'''

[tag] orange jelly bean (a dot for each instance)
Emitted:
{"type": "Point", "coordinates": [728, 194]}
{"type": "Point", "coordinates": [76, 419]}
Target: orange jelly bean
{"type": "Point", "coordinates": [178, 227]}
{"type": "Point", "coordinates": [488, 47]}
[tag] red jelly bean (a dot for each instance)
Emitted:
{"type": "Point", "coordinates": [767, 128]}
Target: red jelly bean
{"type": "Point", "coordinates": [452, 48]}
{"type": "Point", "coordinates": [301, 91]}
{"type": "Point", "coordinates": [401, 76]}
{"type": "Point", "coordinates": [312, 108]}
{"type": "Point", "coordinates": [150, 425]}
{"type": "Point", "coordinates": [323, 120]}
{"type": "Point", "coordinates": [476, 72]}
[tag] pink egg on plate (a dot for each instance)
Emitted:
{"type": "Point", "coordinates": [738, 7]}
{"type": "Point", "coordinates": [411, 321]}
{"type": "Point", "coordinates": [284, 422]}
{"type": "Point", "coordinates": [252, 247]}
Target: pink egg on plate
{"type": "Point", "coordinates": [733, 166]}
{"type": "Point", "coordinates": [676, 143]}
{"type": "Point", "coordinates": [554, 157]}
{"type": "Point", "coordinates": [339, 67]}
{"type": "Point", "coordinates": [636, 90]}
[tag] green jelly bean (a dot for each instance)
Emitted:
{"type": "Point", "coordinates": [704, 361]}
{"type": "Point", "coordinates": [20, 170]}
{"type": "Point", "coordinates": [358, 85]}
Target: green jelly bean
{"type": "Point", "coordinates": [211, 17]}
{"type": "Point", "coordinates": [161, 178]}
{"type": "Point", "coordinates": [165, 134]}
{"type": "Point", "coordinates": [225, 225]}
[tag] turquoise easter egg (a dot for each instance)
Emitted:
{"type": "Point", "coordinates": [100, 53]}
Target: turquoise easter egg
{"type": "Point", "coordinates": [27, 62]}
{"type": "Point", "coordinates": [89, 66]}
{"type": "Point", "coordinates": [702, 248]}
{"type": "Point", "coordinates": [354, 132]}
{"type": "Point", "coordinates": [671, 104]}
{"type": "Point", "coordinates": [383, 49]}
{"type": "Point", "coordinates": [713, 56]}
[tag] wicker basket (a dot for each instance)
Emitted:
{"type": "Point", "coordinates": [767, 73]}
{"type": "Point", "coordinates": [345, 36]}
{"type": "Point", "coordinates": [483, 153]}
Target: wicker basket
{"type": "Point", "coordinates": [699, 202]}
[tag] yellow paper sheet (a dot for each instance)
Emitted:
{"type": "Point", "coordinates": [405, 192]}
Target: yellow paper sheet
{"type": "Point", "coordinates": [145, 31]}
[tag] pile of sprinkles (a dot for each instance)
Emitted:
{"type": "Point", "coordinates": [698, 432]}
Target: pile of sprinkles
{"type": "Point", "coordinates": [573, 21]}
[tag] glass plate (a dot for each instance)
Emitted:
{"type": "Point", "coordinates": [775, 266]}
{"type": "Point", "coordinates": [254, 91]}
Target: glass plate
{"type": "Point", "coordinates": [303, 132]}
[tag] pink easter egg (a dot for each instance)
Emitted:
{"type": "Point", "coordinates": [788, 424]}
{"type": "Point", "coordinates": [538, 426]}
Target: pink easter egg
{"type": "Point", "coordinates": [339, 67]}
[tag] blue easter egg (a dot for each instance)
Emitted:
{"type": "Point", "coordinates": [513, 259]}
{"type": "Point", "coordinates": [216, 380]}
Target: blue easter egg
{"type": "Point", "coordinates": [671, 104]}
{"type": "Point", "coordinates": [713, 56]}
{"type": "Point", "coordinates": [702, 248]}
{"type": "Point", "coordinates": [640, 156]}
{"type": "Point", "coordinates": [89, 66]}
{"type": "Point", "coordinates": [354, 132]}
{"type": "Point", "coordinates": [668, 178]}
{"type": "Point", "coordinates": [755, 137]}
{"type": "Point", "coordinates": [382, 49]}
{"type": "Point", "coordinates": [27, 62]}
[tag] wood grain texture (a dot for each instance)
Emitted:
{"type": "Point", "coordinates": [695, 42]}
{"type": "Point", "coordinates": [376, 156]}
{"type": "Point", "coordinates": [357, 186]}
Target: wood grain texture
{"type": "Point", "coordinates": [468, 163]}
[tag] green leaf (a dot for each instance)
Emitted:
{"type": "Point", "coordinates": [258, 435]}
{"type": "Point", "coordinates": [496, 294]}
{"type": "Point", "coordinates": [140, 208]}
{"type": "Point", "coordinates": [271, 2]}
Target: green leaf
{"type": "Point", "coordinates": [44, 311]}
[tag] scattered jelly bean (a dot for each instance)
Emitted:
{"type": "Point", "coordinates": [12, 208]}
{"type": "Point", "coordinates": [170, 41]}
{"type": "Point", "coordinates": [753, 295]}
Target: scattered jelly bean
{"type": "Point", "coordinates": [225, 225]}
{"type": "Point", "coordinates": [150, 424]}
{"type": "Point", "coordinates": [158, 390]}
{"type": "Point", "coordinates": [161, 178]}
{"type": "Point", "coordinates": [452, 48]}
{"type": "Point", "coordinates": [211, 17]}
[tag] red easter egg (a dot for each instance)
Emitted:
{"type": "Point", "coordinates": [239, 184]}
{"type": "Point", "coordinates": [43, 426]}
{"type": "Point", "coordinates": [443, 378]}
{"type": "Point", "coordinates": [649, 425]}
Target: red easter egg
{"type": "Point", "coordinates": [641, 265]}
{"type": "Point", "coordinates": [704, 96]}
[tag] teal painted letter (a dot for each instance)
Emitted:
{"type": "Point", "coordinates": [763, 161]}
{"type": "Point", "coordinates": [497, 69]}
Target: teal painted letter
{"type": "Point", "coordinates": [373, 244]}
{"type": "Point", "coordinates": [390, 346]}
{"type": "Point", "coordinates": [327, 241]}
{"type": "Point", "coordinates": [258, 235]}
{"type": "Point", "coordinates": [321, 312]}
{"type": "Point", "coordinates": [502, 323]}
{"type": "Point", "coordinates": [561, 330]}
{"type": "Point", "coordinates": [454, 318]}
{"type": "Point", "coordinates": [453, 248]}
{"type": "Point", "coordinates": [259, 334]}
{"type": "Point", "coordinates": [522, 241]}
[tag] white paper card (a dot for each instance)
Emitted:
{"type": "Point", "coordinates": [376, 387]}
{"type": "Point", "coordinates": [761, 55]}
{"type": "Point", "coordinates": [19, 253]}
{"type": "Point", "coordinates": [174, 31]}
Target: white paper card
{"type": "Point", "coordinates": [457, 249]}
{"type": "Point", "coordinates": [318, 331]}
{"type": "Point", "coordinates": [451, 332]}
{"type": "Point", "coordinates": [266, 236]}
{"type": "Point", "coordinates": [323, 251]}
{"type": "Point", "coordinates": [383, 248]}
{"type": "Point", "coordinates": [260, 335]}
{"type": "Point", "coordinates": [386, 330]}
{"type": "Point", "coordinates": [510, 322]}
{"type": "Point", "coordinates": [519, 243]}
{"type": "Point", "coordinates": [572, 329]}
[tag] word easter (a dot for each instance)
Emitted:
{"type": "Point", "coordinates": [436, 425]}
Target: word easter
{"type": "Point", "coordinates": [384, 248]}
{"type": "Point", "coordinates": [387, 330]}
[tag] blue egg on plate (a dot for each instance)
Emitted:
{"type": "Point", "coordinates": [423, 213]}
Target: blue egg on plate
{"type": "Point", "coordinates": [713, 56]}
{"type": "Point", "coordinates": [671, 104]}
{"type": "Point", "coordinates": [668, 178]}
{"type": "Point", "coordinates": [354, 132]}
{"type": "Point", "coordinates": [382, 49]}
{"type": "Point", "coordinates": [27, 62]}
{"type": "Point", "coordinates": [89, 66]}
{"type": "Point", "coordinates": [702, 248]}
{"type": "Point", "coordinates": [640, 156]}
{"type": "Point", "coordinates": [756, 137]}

'''

Copy down the material exactly as written.

**Output of the task**
[tag] orange jelly bean (a dot for each instance)
Emitted:
{"type": "Point", "coordinates": [728, 194]}
{"type": "Point", "coordinates": [76, 419]}
Target: orange jelly bean
{"type": "Point", "coordinates": [178, 227]}
{"type": "Point", "coordinates": [488, 47]}
[tag] red jelly bean (a dot for each instance)
Emitted:
{"type": "Point", "coordinates": [767, 128]}
Target: red jelly bean
{"type": "Point", "coordinates": [452, 48]}
{"type": "Point", "coordinates": [301, 91]}
{"type": "Point", "coordinates": [401, 76]}
{"type": "Point", "coordinates": [312, 108]}
{"type": "Point", "coordinates": [150, 425]}
{"type": "Point", "coordinates": [323, 120]}
{"type": "Point", "coordinates": [476, 72]}
[tag] pink egg on plate (a dot for each instance)
Emitted:
{"type": "Point", "coordinates": [738, 7]}
{"type": "Point", "coordinates": [411, 321]}
{"type": "Point", "coordinates": [284, 422]}
{"type": "Point", "coordinates": [252, 247]}
Target: pink egg on plate
{"type": "Point", "coordinates": [733, 166]}
{"type": "Point", "coordinates": [676, 143]}
{"type": "Point", "coordinates": [554, 157]}
{"type": "Point", "coordinates": [339, 67]}
{"type": "Point", "coordinates": [636, 90]}
[tag] green jelly bean (a dot for each instance)
Emitted:
{"type": "Point", "coordinates": [704, 361]}
{"type": "Point", "coordinates": [20, 170]}
{"type": "Point", "coordinates": [358, 85]}
Target: green jelly bean
{"type": "Point", "coordinates": [211, 17]}
{"type": "Point", "coordinates": [161, 178]}
{"type": "Point", "coordinates": [165, 134]}
{"type": "Point", "coordinates": [225, 225]}
[tag] turquoise easter egg (a dot for each instance)
Emitted:
{"type": "Point", "coordinates": [100, 53]}
Target: turquoise easter egg
{"type": "Point", "coordinates": [27, 62]}
{"type": "Point", "coordinates": [89, 66]}
{"type": "Point", "coordinates": [702, 248]}
{"type": "Point", "coordinates": [354, 132]}
{"type": "Point", "coordinates": [671, 104]}
{"type": "Point", "coordinates": [383, 49]}
{"type": "Point", "coordinates": [713, 56]}
[tag] wicker basket (a dot for each instance)
Emitted:
{"type": "Point", "coordinates": [767, 73]}
{"type": "Point", "coordinates": [345, 36]}
{"type": "Point", "coordinates": [483, 153]}
Target: wicker basket
{"type": "Point", "coordinates": [699, 202]}
[tag] yellow paper sheet (a dot for each instance)
Emitted:
{"type": "Point", "coordinates": [405, 192]}
Target: yellow paper sheet
{"type": "Point", "coordinates": [145, 31]}
[tag] pile of sprinkles (a dot for each instance)
Emitted:
{"type": "Point", "coordinates": [698, 432]}
Target: pile of sprinkles
{"type": "Point", "coordinates": [573, 21]}
[tag] glass plate (a dot for each instance)
Emitted:
{"type": "Point", "coordinates": [775, 266]}
{"type": "Point", "coordinates": [254, 91]}
Target: glass plate
{"type": "Point", "coordinates": [303, 132]}
[tag] pink easter egg (a dot for each instance)
Emitted:
{"type": "Point", "coordinates": [788, 424]}
{"type": "Point", "coordinates": [538, 426]}
Target: pink easter egg
{"type": "Point", "coordinates": [339, 67]}
[tag] blue easter egg (a dot for each instance)
Emitted:
{"type": "Point", "coordinates": [513, 259]}
{"type": "Point", "coordinates": [216, 380]}
Target: blue easter egg
{"type": "Point", "coordinates": [671, 104]}
{"type": "Point", "coordinates": [713, 56]}
{"type": "Point", "coordinates": [702, 248]}
{"type": "Point", "coordinates": [640, 156]}
{"type": "Point", "coordinates": [89, 66]}
{"type": "Point", "coordinates": [354, 132]}
{"type": "Point", "coordinates": [668, 178]}
{"type": "Point", "coordinates": [755, 137]}
{"type": "Point", "coordinates": [382, 49]}
{"type": "Point", "coordinates": [27, 62]}
[tag] wood grain texture (a dot for each instance)
Emitted:
{"type": "Point", "coordinates": [695, 42]}
{"type": "Point", "coordinates": [376, 156]}
{"type": "Point", "coordinates": [357, 186]}
Target: wood grain texture
{"type": "Point", "coordinates": [468, 163]}
[tag] green leaf (a dot for each instance)
Emitted:
{"type": "Point", "coordinates": [258, 435]}
{"type": "Point", "coordinates": [496, 294]}
{"type": "Point", "coordinates": [140, 208]}
{"type": "Point", "coordinates": [271, 2]}
Target: green leaf
{"type": "Point", "coordinates": [44, 311]}
[tag] scattered jelly bean (a dot for each instance)
Emitted:
{"type": "Point", "coordinates": [12, 208]}
{"type": "Point", "coordinates": [170, 41]}
{"type": "Point", "coordinates": [753, 295]}
Target: scattered jelly bean
{"type": "Point", "coordinates": [225, 225]}
{"type": "Point", "coordinates": [150, 424]}
{"type": "Point", "coordinates": [158, 390]}
{"type": "Point", "coordinates": [161, 178]}
{"type": "Point", "coordinates": [452, 48]}
{"type": "Point", "coordinates": [211, 17]}
[tag] red easter egg (a dot for each instance)
Emitted:
{"type": "Point", "coordinates": [239, 184]}
{"type": "Point", "coordinates": [43, 426]}
{"type": "Point", "coordinates": [443, 378]}
{"type": "Point", "coordinates": [649, 425]}
Target: red easter egg
{"type": "Point", "coordinates": [641, 265]}
{"type": "Point", "coordinates": [704, 96]}
[tag] teal painted letter (a dot for each instance)
Emitted:
{"type": "Point", "coordinates": [763, 161]}
{"type": "Point", "coordinates": [497, 69]}
Target: teal painted letter
{"type": "Point", "coordinates": [373, 244]}
{"type": "Point", "coordinates": [390, 346]}
{"type": "Point", "coordinates": [327, 241]}
{"type": "Point", "coordinates": [258, 235]}
{"type": "Point", "coordinates": [321, 312]}
{"type": "Point", "coordinates": [502, 323]}
{"type": "Point", "coordinates": [561, 330]}
{"type": "Point", "coordinates": [454, 318]}
{"type": "Point", "coordinates": [453, 248]}
{"type": "Point", "coordinates": [259, 334]}
{"type": "Point", "coordinates": [522, 241]}
[tag] white paper card (a dot for each instance)
Emitted:
{"type": "Point", "coordinates": [376, 387]}
{"type": "Point", "coordinates": [761, 55]}
{"type": "Point", "coordinates": [19, 253]}
{"type": "Point", "coordinates": [174, 31]}
Target: white paper card
{"type": "Point", "coordinates": [457, 249]}
{"type": "Point", "coordinates": [318, 331]}
{"type": "Point", "coordinates": [451, 332]}
{"type": "Point", "coordinates": [266, 236]}
{"type": "Point", "coordinates": [323, 251]}
{"type": "Point", "coordinates": [383, 248]}
{"type": "Point", "coordinates": [260, 335]}
{"type": "Point", "coordinates": [386, 330]}
{"type": "Point", "coordinates": [510, 322]}
{"type": "Point", "coordinates": [519, 243]}
{"type": "Point", "coordinates": [572, 329]}
[tag] word easter (a dot for each instance)
Emitted:
{"type": "Point", "coordinates": [436, 425]}
Target: word easter
{"type": "Point", "coordinates": [384, 248]}
{"type": "Point", "coordinates": [387, 330]}
[tag] blue egg on plate (a dot for each instance)
Emitted:
{"type": "Point", "coordinates": [423, 213]}
Target: blue egg on plate
{"type": "Point", "coordinates": [713, 56]}
{"type": "Point", "coordinates": [671, 104]}
{"type": "Point", "coordinates": [668, 178]}
{"type": "Point", "coordinates": [354, 132]}
{"type": "Point", "coordinates": [382, 49]}
{"type": "Point", "coordinates": [27, 62]}
{"type": "Point", "coordinates": [89, 66]}
{"type": "Point", "coordinates": [702, 248]}
{"type": "Point", "coordinates": [640, 156]}
{"type": "Point", "coordinates": [756, 137]}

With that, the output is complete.